►

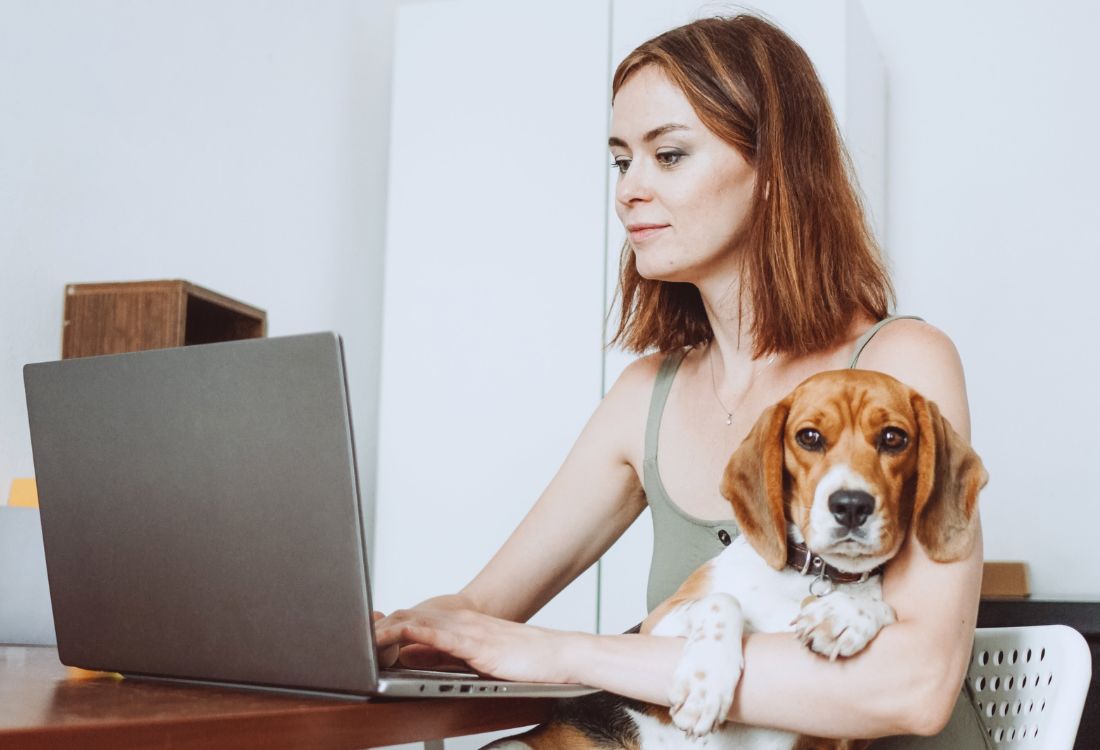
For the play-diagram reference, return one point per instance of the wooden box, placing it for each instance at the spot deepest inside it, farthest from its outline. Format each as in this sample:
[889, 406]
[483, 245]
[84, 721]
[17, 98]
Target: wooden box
[1004, 578]
[134, 316]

◄

#### Stated problem
Every line is to be duplicated exactly, though pictures stay out.

#### Reply
For the play-diagram reference, return one point per instance of the wooden box, placing it for each instance at the spot deepest inside it, farthest from its outline. Format each as in this sample:
[889, 406]
[483, 245]
[84, 721]
[17, 98]
Target: wooden box
[1004, 578]
[134, 316]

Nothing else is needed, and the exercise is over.